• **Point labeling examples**
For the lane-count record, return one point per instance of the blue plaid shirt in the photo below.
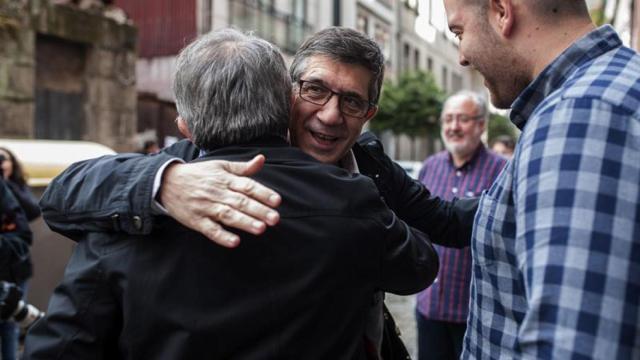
(556, 241)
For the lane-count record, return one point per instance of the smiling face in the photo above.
(484, 49)
(322, 131)
(462, 127)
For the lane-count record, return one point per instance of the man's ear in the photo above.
(183, 128)
(502, 14)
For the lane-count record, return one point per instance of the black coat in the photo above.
(300, 291)
(114, 193)
(15, 237)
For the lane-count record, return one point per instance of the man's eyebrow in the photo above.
(351, 93)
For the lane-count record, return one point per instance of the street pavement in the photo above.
(402, 308)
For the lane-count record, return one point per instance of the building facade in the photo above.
(66, 73)
(165, 26)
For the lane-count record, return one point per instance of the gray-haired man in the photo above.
(299, 291)
(337, 75)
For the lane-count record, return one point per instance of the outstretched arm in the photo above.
(116, 193)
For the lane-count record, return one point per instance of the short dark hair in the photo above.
(346, 46)
(232, 88)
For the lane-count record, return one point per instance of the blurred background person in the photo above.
(16, 182)
(504, 145)
(464, 169)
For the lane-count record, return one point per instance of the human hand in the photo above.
(204, 195)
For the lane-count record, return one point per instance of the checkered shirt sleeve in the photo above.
(577, 211)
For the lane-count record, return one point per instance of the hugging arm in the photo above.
(116, 193)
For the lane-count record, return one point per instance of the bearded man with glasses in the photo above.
(463, 170)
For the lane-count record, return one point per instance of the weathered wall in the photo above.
(107, 78)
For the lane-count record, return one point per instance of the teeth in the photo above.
(324, 137)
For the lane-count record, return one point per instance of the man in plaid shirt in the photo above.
(556, 240)
(463, 170)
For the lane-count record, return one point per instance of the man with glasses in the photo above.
(337, 76)
(463, 170)
(299, 291)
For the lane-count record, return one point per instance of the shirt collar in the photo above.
(592, 45)
(480, 150)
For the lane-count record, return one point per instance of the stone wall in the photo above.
(108, 70)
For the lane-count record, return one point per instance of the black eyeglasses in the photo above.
(318, 94)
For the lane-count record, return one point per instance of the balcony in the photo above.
(285, 30)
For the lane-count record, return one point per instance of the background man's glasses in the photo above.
(463, 119)
(318, 94)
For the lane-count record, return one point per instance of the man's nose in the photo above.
(330, 113)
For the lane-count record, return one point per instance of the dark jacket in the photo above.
(25, 198)
(114, 193)
(15, 261)
(300, 291)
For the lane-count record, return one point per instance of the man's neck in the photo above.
(549, 44)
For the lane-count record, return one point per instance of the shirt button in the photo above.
(137, 222)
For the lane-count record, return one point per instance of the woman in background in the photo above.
(14, 177)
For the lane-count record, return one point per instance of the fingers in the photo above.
(204, 196)
(217, 233)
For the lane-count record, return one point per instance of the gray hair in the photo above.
(346, 46)
(232, 88)
(478, 100)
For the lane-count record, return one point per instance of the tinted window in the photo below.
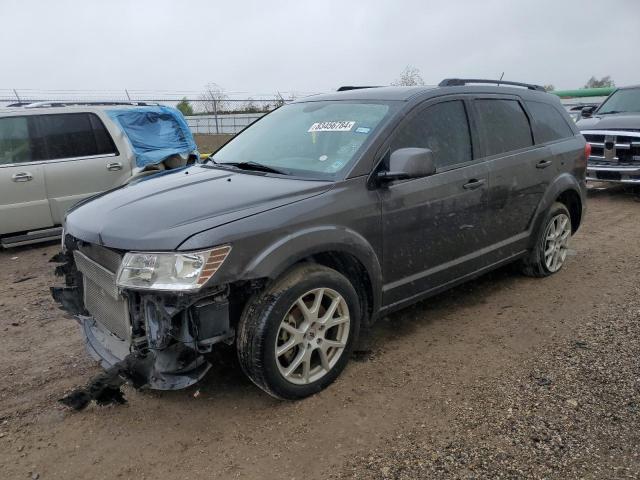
(627, 100)
(15, 146)
(548, 123)
(503, 125)
(73, 135)
(443, 128)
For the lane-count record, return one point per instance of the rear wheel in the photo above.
(550, 251)
(297, 336)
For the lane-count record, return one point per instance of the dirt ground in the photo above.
(507, 377)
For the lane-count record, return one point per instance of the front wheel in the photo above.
(550, 251)
(297, 336)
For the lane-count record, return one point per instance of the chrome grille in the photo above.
(613, 147)
(109, 259)
(101, 297)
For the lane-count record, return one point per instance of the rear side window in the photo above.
(548, 123)
(73, 135)
(503, 125)
(444, 129)
(15, 143)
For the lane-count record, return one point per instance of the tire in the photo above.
(319, 339)
(538, 263)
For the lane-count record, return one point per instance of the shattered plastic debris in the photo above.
(104, 388)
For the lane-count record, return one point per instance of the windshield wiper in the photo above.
(612, 112)
(259, 167)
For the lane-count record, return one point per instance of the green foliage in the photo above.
(593, 82)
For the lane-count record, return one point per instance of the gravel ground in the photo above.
(572, 411)
(505, 376)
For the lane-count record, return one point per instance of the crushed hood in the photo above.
(161, 212)
(617, 121)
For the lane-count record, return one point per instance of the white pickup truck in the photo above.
(54, 155)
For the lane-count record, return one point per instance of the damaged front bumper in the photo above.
(163, 337)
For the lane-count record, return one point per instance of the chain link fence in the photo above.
(209, 113)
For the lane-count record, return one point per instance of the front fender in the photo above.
(277, 257)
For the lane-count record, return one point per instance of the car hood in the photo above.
(616, 121)
(161, 212)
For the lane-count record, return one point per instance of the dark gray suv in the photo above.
(315, 221)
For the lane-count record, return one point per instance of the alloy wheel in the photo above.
(556, 241)
(312, 336)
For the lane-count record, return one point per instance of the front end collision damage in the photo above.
(170, 334)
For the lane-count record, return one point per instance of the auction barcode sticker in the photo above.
(331, 127)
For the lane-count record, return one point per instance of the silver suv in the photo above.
(54, 155)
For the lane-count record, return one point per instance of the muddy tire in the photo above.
(296, 337)
(550, 250)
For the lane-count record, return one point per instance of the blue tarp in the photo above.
(155, 132)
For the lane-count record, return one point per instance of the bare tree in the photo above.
(410, 76)
(214, 100)
(593, 82)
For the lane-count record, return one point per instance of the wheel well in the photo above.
(571, 199)
(356, 273)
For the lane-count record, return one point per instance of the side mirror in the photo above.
(586, 112)
(406, 163)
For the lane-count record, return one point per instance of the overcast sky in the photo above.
(259, 47)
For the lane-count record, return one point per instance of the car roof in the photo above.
(60, 107)
(406, 94)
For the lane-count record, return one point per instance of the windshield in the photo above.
(315, 139)
(622, 101)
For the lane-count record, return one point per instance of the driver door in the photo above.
(435, 227)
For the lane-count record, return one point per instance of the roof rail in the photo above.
(98, 103)
(457, 82)
(355, 87)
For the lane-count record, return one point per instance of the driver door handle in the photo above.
(544, 164)
(22, 177)
(114, 166)
(473, 184)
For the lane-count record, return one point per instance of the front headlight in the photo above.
(181, 271)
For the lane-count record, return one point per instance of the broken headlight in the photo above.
(182, 271)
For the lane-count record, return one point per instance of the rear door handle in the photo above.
(544, 164)
(22, 177)
(113, 166)
(473, 184)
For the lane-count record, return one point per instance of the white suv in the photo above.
(54, 155)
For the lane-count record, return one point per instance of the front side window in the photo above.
(73, 135)
(503, 125)
(314, 139)
(548, 123)
(443, 128)
(621, 101)
(15, 143)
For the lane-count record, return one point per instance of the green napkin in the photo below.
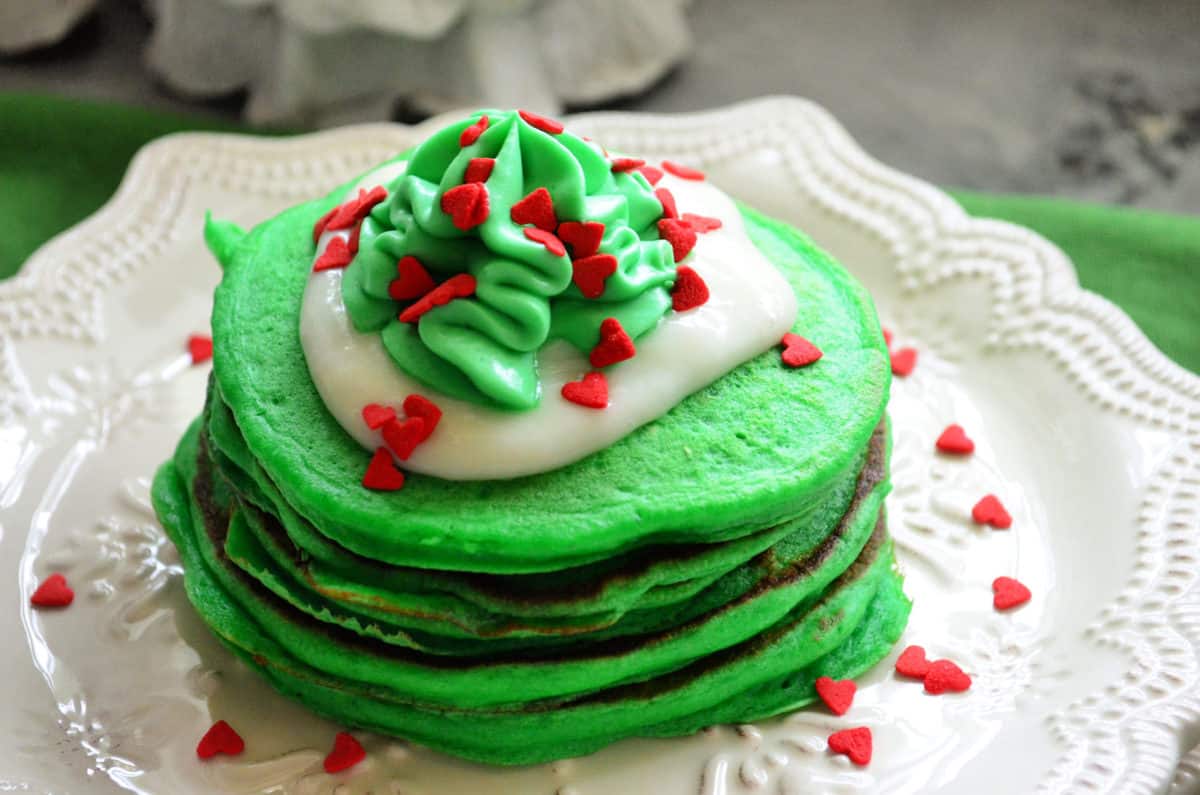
(61, 159)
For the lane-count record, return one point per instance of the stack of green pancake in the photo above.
(706, 568)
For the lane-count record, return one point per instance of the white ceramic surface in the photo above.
(1089, 434)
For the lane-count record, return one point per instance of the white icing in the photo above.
(750, 309)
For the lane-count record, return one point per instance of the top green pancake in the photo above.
(761, 446)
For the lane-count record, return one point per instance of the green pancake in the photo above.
(765, 442)
(472, 682)
(425, 620)
(603, 591)
(843, 633)
(707, 567)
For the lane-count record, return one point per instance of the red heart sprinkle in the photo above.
(426, 410)
(613, 346)
(403, 437)
(943, 675)
(358, 208)
(583, 237)
(457, 286)
(221, 739)
(538, 209)
(990, 510)
(838, 694)
(347, 752)
(375, 416)
(541, 123)
(652, 174)
(318, 228)
(589, 273)
(199, 347)
(904, 360)
(955, 441)
(912, 662)
(798, 352)
(689, 290)
(1008, 593)
(681, 237)
(553, 245)
(413, 280)
(466, 204)
(336, 255)
(472, 133)
(682, 172)
(701, 222)
(855, 743)
(591, 392)
(53, 592)
(479, 169)
(622, 165)
(666, 198)
(382, 473)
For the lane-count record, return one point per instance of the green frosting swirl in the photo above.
(484, 348)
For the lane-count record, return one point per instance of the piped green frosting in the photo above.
(484, 348)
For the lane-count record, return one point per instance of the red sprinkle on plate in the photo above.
(53, 592)
(838, 694)
(336, 255)
(954, 441)
(945, 675)
(798, 352)
(220, 739)
(583, 237)
(682, 172)
(622, 165)
(412, 281)
(199, 347)
(613, 346)
(681, 237)
(912, 662)
(382, 473)
(541, 123)
(547, 239)
(689, 290)
(990, 510)
(1008, 593)
(903, 362)
(591, 392)
(855, 743)
(537, 208)
(591, 273)
(347, 752)
(472, 133)
(479, 169)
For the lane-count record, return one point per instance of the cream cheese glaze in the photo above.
(750, 308)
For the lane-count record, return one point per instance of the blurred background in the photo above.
(1084, 100)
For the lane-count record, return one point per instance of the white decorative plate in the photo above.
(1090, 436)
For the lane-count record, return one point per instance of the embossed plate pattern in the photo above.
(1089, 434)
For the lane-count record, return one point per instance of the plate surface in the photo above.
(1089, 435)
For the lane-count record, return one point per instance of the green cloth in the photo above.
(61, 159)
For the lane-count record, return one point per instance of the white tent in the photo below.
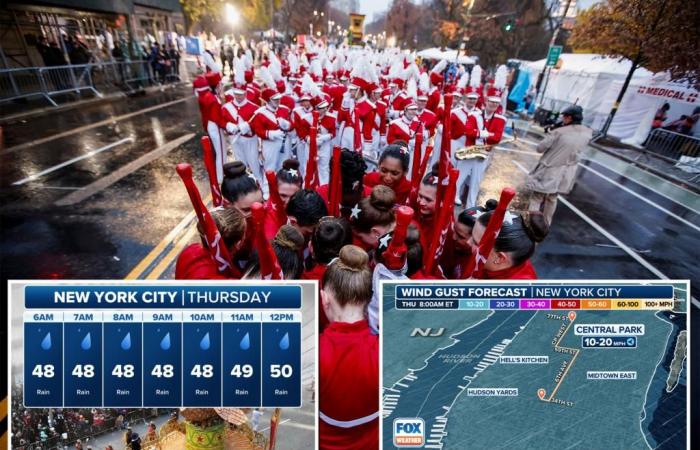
(449, 54)
(585, 79)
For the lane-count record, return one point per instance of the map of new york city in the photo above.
(538, 375)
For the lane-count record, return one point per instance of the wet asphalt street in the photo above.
(68, 222)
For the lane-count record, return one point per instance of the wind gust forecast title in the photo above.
(157, 296)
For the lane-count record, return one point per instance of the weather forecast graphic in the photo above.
(589, 366)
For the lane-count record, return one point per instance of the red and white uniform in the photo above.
(214, 123)
(403, 130)
(380, 126)
(266, 125)
(366, 110)
(480, 129)
(245, 143)
(324, 140)
(348, 387)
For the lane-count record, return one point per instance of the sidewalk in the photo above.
(636, 157)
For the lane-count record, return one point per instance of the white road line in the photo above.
(620, 186)
(607, 234)
(642, 198)
(123, 171)
(662, 194)
(71, 161)
(91, 126)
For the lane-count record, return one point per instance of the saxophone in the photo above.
(480, 151)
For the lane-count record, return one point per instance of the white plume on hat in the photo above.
(499, 80)
(309, 87)
(424, 82)
(475, 80)
(239, 72)
(412, 88)
(440, 66)
(463, 80)
(266, 78)
(293, 62)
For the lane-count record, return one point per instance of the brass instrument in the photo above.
(480, 151)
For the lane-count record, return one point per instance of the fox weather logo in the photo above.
(409, 432)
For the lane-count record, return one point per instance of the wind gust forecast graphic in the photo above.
(546, 365)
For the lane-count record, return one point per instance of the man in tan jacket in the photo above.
(556, 171)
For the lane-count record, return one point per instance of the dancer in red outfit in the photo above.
(348, 357)
(515, 245)
(330, 236)
(195, 262)
(393, 168)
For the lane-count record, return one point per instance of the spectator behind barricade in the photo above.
(660, 116)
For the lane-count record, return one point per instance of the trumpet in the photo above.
(480, 151)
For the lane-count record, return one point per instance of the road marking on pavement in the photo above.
(104, 182)
(91, 126)
(158, 249)
(629, 177)
(72, 160)
(605, 233)
(164, 263)
(620, 186)
(642, 198)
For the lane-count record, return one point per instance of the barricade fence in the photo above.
(97, 78)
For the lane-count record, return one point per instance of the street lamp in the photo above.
(231, 14)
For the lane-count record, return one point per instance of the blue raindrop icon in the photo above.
(205, 343)
(284, 343)
(87, 342)
(165, 342)
(46, 342)
(245, 342)
(126, 342)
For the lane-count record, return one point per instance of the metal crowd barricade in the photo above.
(671, 145)
(50, 81)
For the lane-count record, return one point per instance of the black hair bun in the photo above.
(234, 169)
(290, 164)
(490, 204)
(535, 225)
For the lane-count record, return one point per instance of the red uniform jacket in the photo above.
(399, 130)
(302, 122)
(381, 122)
(328, 124)
(524, 271)
(433, 99)
(402, 189)
(245, 110)
(494, 124)
(366, 110)
(458, 123)
(429, 120)
(348, 387)
(195, 263)
(264, 121)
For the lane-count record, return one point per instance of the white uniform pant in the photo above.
(302, 156)
(245, 150)
(324, 162)
(471, 170)
(217, 145)
(347, 139)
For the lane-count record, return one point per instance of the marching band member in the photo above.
(348, 357)
(270, 128)
(324, 140)
(482, 128)
(375, 217)
(392, 171)
(515, 245)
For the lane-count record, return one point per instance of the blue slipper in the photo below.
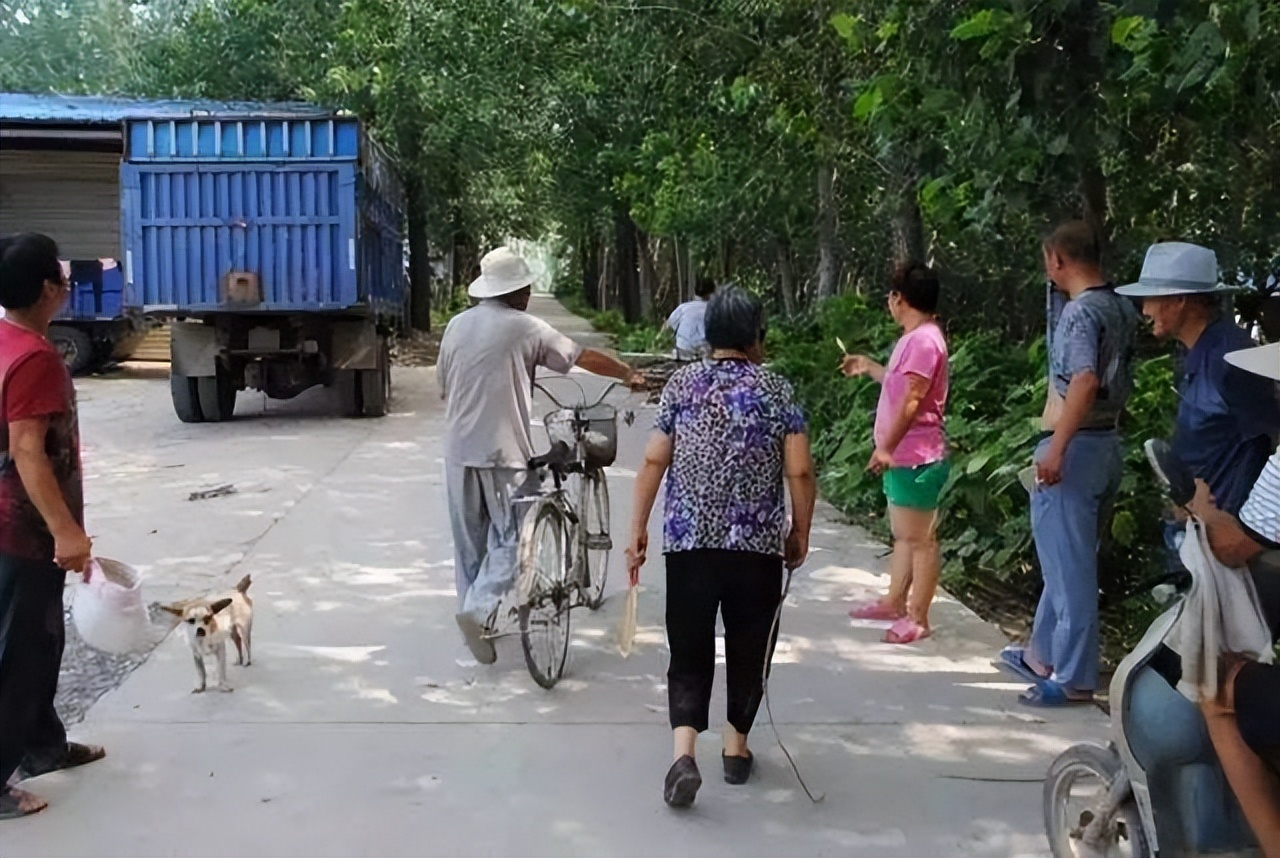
(1013, 658)
(1047, 694)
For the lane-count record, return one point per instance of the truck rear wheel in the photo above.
(375, 384)
(186, 397)
(216, 396)
(74, 346)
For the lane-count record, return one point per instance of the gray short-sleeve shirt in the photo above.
(1095, 333)
(489, 356)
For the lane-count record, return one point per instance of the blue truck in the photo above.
(274, 240)
(269, 234)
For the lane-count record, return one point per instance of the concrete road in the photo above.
(364, 728)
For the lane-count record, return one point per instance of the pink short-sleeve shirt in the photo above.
(920, 352)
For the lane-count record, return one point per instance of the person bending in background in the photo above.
(688, 322)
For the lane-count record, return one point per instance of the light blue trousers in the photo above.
(485, 534)
(1068, 523)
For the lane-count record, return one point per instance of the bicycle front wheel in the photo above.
(544, 608)
(594, 537)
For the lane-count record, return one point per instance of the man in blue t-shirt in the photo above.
(1228, 419)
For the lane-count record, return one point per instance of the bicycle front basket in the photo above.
(599, 434)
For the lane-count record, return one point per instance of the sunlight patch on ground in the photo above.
(348, 655)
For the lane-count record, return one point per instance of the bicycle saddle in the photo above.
(558, 456)
(1170, 470)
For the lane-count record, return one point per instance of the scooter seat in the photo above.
(1196, 811)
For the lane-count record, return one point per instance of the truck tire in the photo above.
(186, 397)
(76, 347)
(375, 384)
(216, 396)
(347, 383)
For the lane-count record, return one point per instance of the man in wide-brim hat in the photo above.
(489, 356)
(1228, 419)
(1244, 720)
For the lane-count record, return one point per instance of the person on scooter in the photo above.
(1244, 721)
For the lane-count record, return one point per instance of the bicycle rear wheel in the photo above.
(593, 507)
(545, 594)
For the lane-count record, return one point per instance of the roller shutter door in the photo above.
(72, 196)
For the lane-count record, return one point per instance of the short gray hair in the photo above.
(735, 319)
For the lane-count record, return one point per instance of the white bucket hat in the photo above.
(1260, 360)
(1176, 268)
(502, 272)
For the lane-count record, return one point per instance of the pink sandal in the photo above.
(877, 610)
(906, 630)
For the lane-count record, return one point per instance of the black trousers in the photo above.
(32, 635)
(745, 588)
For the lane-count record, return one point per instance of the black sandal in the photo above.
(77, 754)
(737, 770)
(682, 783)
(10, 807)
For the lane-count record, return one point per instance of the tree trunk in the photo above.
(908, 226)
(648, 281)
(828, 255)
(626, 275)
(786, 277)
(589, 259)
(419, 259)
(1093, 201)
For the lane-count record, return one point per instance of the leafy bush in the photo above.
(997, 392)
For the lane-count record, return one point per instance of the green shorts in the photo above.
(917, 488)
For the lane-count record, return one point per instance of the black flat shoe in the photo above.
(737, 770)
(682, 783)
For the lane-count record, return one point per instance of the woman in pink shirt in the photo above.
(910, 451)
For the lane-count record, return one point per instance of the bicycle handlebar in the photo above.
(551, 396)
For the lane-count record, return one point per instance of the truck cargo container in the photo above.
(274, 242)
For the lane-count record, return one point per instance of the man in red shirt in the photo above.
(41, 519)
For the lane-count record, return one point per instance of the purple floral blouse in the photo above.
(728, 420)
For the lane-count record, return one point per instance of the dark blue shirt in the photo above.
(1228, 419)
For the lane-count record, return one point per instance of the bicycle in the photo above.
(565, 535)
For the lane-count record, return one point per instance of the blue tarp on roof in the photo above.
(64, 109)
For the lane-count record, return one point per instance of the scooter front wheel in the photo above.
(1075, 793)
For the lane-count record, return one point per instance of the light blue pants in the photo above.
(1066, 521)
(485, 534)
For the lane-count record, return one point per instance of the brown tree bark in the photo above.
(648, 281)
(786, 275)
(626, 275)
(828, 224)
(589, 261)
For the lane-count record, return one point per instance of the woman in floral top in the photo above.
(728, 434)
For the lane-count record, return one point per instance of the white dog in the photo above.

• **Task goal**
Repeat exactly the lines above, starting with the line that contains "handlebar in the photo above." and ending with the last line, both included, and nothing else.

• **Exercise result**
For the lane-count record, return one point per instance of the bicycle handlebar in the photo above.
(551, 396)
For the lane-count record, return one point per instance of the truck cargo container in the photo above.
(274, 242)
For the lane-count record, return one point per instance of the man in red shirt in the photo above.
(41, 519)
For the lane-count record, return one point per instance of the purple floral blouse in the photo above.
(728, 420)
For the lane-count record, return one point per instance of the dark blue shirt in the photo above.
(1228, 419)
For the lane-count record, return one point per instance of the bicycle in the photo above.
(565, 535)
For the lane-count record, return one point per instance of the blue tarp on roof in the photo above.
(64, 109)
For the lane-count record, return one point per instance of the scooter front wheel in the photo above.
(1075, 793)
For the lane-count record, return one point per instance of the light blue pants in the photo above.
(1066, 521)
(485, 534)
For the lane-count record, return one point per instance of the brown tree bark in the photo above.
(648, 281)
(786, 275)
(626, 275)
(828, 224)
(589, 261)
For the lane-count record, return one point per instance of the woman in floral top in the photo above.
(728, 434)
For the lane-count record, return one point per instance of the white dog in the photo above.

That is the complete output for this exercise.